> **Directions for this task**:
Extend the interview excerpt below about working with Frank in his home, starting right after its final sentence.

> **Text excerpt**:
--------
PO: I've never been able to get a satisfactory accounting from my publisher regarding foreign sales and any royalties due me. I know the book was translated into Italian, Japanese, Dutch and other languages. I hadn't heard about Russian.

VS: Let's talk some more about those creative three weeks you worked with Frank in his home. You said he played a lot of music for you. Have you noticed some records that Frank was especially proud of? Some obvious favorite?

PO: Of everything in his collection of his own work, without doubt, Frank was most proud of his sheet music for orchestral works that had never been performed. He pulled several sheafs of music out of small closet where he kept all his scores and showred them to me with a combination of pride and befuddlement (confusion) that they had never been accepted by the "straight" world.
--------
> **Data**:
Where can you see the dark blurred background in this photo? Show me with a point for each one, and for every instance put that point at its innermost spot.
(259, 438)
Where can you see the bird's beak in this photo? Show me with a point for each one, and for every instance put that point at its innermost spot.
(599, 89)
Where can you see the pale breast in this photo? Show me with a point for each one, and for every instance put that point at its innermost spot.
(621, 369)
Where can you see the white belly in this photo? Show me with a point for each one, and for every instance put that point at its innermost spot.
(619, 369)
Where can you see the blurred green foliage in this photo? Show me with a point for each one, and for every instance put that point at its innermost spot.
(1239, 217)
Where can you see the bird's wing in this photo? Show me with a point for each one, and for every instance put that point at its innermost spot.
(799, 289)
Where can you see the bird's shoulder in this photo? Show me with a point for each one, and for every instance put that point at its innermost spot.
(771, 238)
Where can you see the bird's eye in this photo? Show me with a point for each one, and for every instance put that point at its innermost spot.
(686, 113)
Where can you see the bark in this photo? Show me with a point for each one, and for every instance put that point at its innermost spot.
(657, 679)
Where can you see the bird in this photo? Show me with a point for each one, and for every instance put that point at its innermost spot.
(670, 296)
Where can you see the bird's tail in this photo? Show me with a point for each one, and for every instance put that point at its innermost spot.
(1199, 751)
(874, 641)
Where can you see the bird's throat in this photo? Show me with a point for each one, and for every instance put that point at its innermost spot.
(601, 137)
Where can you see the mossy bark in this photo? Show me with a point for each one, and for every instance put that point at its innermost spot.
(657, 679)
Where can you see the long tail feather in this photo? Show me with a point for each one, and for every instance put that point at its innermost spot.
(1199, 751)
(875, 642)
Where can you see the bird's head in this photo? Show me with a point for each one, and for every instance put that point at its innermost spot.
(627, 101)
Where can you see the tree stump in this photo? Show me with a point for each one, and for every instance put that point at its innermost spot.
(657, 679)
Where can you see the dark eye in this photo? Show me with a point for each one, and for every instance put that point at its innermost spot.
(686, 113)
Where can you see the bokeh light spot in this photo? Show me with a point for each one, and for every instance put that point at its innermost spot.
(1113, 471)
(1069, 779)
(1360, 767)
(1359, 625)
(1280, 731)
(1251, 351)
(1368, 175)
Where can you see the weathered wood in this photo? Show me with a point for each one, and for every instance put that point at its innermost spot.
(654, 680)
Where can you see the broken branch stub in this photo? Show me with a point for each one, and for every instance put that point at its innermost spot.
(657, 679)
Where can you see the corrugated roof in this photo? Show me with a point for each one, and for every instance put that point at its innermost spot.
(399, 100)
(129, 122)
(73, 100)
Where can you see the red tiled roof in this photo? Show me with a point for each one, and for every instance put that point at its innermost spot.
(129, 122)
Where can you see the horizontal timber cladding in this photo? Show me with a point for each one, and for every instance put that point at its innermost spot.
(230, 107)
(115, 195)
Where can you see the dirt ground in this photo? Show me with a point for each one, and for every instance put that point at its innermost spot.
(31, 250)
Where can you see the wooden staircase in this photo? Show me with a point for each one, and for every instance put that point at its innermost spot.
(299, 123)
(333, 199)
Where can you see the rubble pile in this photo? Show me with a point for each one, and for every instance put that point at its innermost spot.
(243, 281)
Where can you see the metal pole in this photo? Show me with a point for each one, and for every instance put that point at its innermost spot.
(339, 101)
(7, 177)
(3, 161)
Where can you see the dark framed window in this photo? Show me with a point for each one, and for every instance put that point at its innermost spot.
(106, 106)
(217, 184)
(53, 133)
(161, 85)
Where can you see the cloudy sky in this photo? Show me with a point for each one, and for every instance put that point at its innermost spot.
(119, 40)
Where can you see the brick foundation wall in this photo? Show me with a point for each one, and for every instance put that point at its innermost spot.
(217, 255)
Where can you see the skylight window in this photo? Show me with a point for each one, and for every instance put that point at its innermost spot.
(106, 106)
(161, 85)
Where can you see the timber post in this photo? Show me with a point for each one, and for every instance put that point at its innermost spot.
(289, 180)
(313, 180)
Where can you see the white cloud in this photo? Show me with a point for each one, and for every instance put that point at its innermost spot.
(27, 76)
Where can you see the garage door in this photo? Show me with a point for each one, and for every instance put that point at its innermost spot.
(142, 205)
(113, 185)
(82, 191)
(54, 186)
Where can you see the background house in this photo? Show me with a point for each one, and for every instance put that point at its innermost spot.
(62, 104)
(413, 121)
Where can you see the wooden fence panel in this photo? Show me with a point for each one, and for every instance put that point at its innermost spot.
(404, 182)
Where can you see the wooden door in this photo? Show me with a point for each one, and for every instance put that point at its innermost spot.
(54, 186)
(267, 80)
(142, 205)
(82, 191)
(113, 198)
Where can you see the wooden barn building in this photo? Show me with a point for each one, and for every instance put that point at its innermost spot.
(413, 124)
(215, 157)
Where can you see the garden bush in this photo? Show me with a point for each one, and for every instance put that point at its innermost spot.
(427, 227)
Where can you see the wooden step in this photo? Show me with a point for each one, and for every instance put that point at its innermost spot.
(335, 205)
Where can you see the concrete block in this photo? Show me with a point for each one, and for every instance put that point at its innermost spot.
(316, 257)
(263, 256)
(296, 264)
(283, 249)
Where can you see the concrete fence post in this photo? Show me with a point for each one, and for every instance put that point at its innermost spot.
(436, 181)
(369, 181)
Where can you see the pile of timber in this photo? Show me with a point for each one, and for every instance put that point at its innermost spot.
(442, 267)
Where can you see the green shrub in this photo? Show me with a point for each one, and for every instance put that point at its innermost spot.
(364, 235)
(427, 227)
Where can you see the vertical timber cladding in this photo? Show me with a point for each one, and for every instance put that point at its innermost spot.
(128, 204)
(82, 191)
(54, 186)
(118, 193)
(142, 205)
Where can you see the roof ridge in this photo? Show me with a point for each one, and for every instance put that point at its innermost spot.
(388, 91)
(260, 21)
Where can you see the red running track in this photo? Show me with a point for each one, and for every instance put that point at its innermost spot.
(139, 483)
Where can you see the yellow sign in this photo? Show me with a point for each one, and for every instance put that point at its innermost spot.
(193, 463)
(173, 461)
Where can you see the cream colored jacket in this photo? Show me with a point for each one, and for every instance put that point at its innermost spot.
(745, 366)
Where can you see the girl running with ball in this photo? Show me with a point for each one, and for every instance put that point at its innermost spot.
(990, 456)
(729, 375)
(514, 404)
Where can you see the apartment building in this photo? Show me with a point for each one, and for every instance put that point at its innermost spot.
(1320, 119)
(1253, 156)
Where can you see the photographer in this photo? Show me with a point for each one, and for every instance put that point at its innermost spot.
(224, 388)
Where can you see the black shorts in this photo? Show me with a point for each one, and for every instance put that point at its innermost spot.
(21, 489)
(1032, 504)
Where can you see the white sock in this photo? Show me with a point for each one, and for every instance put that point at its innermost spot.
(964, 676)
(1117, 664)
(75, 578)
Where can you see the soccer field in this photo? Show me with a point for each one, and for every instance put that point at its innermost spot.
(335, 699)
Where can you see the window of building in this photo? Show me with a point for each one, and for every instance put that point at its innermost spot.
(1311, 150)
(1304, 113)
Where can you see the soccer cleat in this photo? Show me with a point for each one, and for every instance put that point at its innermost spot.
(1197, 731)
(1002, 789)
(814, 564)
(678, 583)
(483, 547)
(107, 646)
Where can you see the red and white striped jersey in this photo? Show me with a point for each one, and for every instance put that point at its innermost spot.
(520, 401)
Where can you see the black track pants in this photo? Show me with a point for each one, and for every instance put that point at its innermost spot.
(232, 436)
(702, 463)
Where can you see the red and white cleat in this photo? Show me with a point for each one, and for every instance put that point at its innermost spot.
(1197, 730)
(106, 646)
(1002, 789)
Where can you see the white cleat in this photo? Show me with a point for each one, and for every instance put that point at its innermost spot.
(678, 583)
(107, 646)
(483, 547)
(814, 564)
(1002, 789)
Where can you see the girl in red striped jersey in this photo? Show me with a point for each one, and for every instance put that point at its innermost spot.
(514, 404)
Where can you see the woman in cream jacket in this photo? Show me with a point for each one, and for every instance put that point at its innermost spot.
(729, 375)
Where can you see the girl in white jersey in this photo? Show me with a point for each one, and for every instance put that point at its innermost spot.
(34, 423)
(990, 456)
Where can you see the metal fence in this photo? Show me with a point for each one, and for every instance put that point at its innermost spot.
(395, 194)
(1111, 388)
--------
> **Answer to this problem**:
My opinion is that Frank was caught somewhere between the anything- goes mentality of rock 'n' roll, where he made all his money, and the academic world of modern classical music, which tends to be so conformist and petty. As a result, he created an absurdist world of his own, complete with impossible-to-play and hard-to-listen-to concert music that would challenge the best ensembles Kurt Nagano could put together.

Those scores, by the way, were bound in leather in two-foot-high books . Frank told me that he had spent between two and three hundred thousand dollars to have the music copied.

VS: And have you ever seen those nasty books "(in several language) which purport to be about" FZ in his home? Did he show them to you?

PO: Do you mean the "other" Frank Zappa books? Why, yes, he gave some to me to look at so I would know what I was up against. Would you like me to name names?

Frank singled out two books for special abuse. "ZAPPA: A BIOGRAPHY" by Julian Colbeck (London: Virgin, 1987), and "VIVA! ZAPPA by Dominique Chevalier (New York: St. Martin's Press,1986). When I asked Frank what he most disliked about them, he just said they were filled with so many inaccuracies he didn't want to go into detail.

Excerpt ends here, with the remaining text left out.